● SUPPLIED RECORDS:
___
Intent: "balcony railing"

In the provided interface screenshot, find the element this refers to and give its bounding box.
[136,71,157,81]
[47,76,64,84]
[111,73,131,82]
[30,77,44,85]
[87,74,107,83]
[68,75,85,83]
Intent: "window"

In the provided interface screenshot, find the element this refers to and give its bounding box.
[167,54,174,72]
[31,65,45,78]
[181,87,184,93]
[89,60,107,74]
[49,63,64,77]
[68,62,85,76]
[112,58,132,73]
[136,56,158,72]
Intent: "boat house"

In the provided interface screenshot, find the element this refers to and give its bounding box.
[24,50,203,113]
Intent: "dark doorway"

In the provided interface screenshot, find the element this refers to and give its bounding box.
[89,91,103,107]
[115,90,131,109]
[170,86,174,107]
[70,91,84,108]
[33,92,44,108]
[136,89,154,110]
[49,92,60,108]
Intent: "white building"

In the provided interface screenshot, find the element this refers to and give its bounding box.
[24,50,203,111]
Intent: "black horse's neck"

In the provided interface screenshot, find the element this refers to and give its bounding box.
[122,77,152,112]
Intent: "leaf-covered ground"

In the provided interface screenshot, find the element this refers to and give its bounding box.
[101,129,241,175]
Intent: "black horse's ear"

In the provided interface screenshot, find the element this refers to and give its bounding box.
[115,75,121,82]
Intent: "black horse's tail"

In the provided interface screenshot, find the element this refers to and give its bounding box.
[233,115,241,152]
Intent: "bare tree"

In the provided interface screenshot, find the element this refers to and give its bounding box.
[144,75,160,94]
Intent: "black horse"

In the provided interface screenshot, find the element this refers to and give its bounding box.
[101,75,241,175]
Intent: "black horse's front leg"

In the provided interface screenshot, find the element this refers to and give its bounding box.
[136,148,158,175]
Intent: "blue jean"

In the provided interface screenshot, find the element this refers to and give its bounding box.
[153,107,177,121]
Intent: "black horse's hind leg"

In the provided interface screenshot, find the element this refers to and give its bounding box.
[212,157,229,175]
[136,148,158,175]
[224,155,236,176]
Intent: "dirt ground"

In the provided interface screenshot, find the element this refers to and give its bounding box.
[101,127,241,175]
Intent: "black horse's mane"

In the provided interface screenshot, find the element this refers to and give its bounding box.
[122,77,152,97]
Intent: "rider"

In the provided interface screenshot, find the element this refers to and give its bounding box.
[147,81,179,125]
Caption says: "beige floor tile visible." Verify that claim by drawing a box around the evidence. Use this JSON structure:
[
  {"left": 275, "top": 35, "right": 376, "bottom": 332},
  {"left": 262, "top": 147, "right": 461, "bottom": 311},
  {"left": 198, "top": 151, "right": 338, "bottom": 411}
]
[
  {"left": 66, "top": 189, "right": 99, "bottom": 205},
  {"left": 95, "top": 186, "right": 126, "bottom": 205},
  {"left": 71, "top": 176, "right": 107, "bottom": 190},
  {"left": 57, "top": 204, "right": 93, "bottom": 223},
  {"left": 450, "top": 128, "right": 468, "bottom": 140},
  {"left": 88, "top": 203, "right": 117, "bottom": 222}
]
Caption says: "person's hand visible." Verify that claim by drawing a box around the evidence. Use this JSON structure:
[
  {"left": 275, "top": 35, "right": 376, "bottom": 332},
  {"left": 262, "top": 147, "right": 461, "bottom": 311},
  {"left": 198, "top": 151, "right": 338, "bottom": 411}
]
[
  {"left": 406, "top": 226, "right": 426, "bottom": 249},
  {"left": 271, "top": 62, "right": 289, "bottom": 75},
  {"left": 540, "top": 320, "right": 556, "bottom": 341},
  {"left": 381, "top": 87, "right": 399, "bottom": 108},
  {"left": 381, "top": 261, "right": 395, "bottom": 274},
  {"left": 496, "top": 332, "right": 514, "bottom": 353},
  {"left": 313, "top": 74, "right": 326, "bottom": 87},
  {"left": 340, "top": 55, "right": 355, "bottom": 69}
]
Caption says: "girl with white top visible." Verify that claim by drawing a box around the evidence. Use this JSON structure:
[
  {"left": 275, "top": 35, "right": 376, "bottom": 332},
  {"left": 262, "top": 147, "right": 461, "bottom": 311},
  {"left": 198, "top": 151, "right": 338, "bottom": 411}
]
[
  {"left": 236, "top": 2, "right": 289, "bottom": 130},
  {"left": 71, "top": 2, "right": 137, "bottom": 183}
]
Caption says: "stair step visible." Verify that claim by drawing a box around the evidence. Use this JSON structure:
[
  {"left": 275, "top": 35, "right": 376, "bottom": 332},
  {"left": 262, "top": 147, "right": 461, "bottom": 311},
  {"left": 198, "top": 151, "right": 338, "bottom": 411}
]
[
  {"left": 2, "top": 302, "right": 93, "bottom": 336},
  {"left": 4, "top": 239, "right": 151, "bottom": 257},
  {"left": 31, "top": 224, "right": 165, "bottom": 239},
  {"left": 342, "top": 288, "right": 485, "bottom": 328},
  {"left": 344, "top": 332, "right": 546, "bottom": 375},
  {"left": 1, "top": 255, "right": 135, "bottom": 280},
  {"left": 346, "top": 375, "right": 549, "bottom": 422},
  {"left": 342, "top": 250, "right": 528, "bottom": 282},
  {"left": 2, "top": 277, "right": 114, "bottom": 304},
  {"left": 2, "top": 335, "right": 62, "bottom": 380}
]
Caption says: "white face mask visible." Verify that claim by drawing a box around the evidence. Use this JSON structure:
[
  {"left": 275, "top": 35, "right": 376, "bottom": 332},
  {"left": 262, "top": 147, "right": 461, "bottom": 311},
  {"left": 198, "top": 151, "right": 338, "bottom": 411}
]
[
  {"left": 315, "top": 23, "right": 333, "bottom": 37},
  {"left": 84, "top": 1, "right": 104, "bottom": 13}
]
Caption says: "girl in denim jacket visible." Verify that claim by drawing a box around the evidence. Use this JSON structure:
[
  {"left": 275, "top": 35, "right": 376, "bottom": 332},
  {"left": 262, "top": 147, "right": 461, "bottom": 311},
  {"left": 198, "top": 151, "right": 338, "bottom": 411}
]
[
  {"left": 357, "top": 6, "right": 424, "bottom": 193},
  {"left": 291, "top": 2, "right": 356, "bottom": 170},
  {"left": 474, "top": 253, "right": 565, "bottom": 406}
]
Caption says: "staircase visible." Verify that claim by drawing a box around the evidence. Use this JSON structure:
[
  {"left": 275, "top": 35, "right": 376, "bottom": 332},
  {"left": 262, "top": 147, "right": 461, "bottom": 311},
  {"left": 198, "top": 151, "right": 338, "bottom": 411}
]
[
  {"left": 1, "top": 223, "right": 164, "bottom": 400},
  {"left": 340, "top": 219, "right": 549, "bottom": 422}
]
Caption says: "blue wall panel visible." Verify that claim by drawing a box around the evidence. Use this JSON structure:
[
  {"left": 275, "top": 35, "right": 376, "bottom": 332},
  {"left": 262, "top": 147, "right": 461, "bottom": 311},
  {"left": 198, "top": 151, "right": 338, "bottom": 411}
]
___
● WHAT IS NEEDED: Can you revise the records above by replacing every "interface screenshot" with "interface capture" and leaving everything else as it is?

● THE RESULT:
Intent: "balcony railing"

In the provided interface capture, find the element this refers to and give its bounding box.
[136,71,157,81]
[47,76,64,84]
[111,73,131,82]
[30,77,44,85]
[87,74,107,83]
[68,75,85,83]
Intent: "window"

In the provided interface capture, find the element this refers to and give its bounding box.
[167,54,174,72]
[31,65,45,78]
[181,87,184,93]
[89,60,107,74]
[49,63,64,77]
[68,62,85,76]
[112,58,132,73]
[136,56,158,72]
Intent: "boat house"

In the provided interface capture, find the element this refers to and give its bounding box.
[24,50,203,113]
Intent: "dark doorway"

In the provided interface capture, find the element this refers to and give its bounding box.
[89,91,103,107]
[115,90,131,109]
[170,86,174,107]
[70,91,84,108]
[33,92,44,108]
[136,89,154,110]
[49,92,60,108]
Intent: "white building"

In the provided interface capture, find the element this refers to and give its bounding box.
[24,50,203,111]
Intent: "black horse's neck"

In the provided interface capture, find the element this refers to and give its bounding box.
[122,77,152,112]
Intent: "leaf-covered ground"

In the provided interface capture, find the element this refers to and give its bounding box.
[101,129,241,175]
Intent: "black horse's ear"

In the provided interface capture, find the element this refers to and give its bounding box.
[115,75,121,82]
Intent: "black horse's tail"

In the provided interface capture, find the element this refers to and give its bounding box.
[233,115,241,152]
Intent: "bare tree"

In the provided interface capture, find the element this refers to and give its bounding box.
[144,75,160,94]
Intent: "black horse"

In the provided interface capture, find the element this refers to and give its bounding box.
[101,75,241,175]
Intent: "black horse's front leg"

In the provided interface capture, find the element this refers to and give its bounding box.
[136,148,158,175]
Intent: "blue jean"

In the provided interface capture, find the element this refers to and give its bounding box.
[153,107,177,121]
Intent: "black horse's hind leg"

In the provided interface capture, find the element this refers to and give its bounding box.
[212,157,229,175]
[136,148,158,175]
[224,155,236,176]
Intent: "dirt ground"

In the provided interface capture, find the element this refers to and give its bounding box.
[101,127,241,175]
Intent: "black horse's mane"

In the provided interface capture, find the element this refers to and give its bounding box.
[122,77,152,97]
Intent: "rider"

In the provided interface capture, find the element this refers to and give its bounding box.
[147,81,179,125]
Caption says: "beige floor tile visible." Verify that claim by drawing a box around the evidence. Use this JSON structure:
[
  {"left": 275, "top": 35, "right": 376, "bottom": 332},
  {"left": 262, "top": 147, "right": 461, "bottom": 311},
  {"left": 198, "top": 151, "right": 338, "bottom": 411}
]
[
  {"left": 66, "top": 189, "right": 99, "bottom": 205},
  {"left": 95, "top": 186, "right": 126, "bottom": 205},
  {"left": 71, "top": 176, "right": 107, "bottom": 190},
  {"left": 57, "top": 204, "right": 93, "bottom": 223},
  {"left": 450, "top": 128, "right": 468, "bottom": 140},
  {"left": 88, "top": 203, "right": 117, "bottom": 222}
]
Caption says: "person's hand visible." Verify that claim by drawing a box around the evidence. Use this JSON structure:
[
  {"left": 275, "top": 35, "right": 376, "bottom": 332},
  {"left": 262, "top": 147, "right": 461, "bottom": 311},
  {"left": 198, "top": 151, "right": 338, "bottom": 411}
]
[
  {"left": 406, "top": 226, "right": 426, "bottom": 249},
  {"left": 271, "top": 62, "right": 289, "bottom": 75},
  {"left": 540, "top": 320, "right": 556, "bottom": 341},
  {"left": 381, "top": 87, "right": 399, "bottom": 108},
  {"left": 381, "top": 261, "right": 395, "bottom": 274},
  {"left": 496, "top": 332, "right": 514, "bottom": 353},
  {"left": 313, "top": 74, "right": 326, "bottom": 87},
  {"left": 340, "top": 55, "right": 355, "bottom": 69}
]
Caption says: "girl with white top visible." Verify that claim by drawing a box around the evidence. Use this JSON structure:
[
  {"left": 275, "top": 35, "right": 376, "bottom": 332},
  {"left": 262, "top": 147, "right": 461, "bottom": 311},
  {"left": 198, "top": 151, "right": 338, "bottom": 411}
]
[
  {"left": 236, "top": 2, "right": 289, "bottom": 130},
  {"left": 71, "top": 2, "right": 137, "bottom": 183}
]
Caption says: "stair step visible." Verify that claim by drawing a box around the evidence. Use this JSON structure:
[
  {"left": 275, "top": 35, "right": 376, "bottom": 332},
  {"left": 262, "top": 147, "right": 461, "bottom": 311},
  {"left": 198, "top": 151, "right": 338, "bottom": 411}
]
[
  {"left": 2, "top": 302, "right": 93, "bottom": 336},
  {"left": 4, "top": 239, "right": 151, "bottom": 257},
  {"left": 31, "top": 224, "right": 165, "bottom": 239},
  {"left": 342, "top": 288, "right": 485, "bottom": 328},
  {"left": 344, "top": 332, "right": 546, "bottom": 375},
  {"left": 1, "top": 255, "right": 135, "bottom": 280},
  {"left": 346, "top": 375, "right": 549, "bottom": 422},
  {"left": 342, "top": 250, "right": 528, "bottom": 282},
  {"left": 2, "top": 277, "right": 114, "bottom": 304},
  {"left": 2, "top": 335, "right": 62, "bottom": 380}
]
Caption says: "white face mask visible." Verify that claim by drawing a box around the evidence. Use this JSON structure:
[
  {"left": 275, "top": 35, "right": 376, "bottom": 332},
  {"left": 262, "top": 147, "right": 461, "bottom": 311},
  {"left": 198, "top": 151, "right": 338, "bottom": 411}
]
[
  {"left": 315, "top": 23, "right": 333, "bottom": 37},
  {"left": 84, "top": 1, "right": 104, "bottom": 13}
]
Caption says: "girl in denim jacket visible." Verify that claim by drawing a box around the evidence. Use this JSON structure:
[
  {"left": 275, "top": 35, "right": 376, "bottom": 332},
  {"left": 262, "top": 147, "right": 461, "bottom": 311},
  {"left": 198, "top": 151, "right": 338, "bottom": 411}
]
[
  {"left": 357, "top": 6, "right": 424, "bottom": 193},
  {"left": 291, "top": 2, "right": 356, "bottom": 170},
  {"left": 474, "top": 253, "right": 565, "bottom": 406}
]
Caption says: "staircase visible." Verify that claim by drawing a box around the evidence. Use this JSON structure:
[
  {"left": 275, "top": 35, "right": 376, "bottom": 332},
  {"left": 262, "top": 147, "right": 461, "bottom": 311},
  {"left": 198, "top": 151, "right": 338, "bottom": 411}
]
[
  {"left": 1, "top": 223, "right": 164, "bottom": 400},
  {"left": 340, "top": 219, "right": 549, "bottom": 422}
]
Caption says: "blue wall panel visible." Verify that claim by drawing a box around the evidence. Use this JSON structure:
[
  {"left": 275, "top": 35, "right": 376, "bottom": 332},
  {"left": 262, "top": 147, "right": 461, "bottom": 311},
  {"left": 198, "top": 151, "right": 338, "bottom": 411}
]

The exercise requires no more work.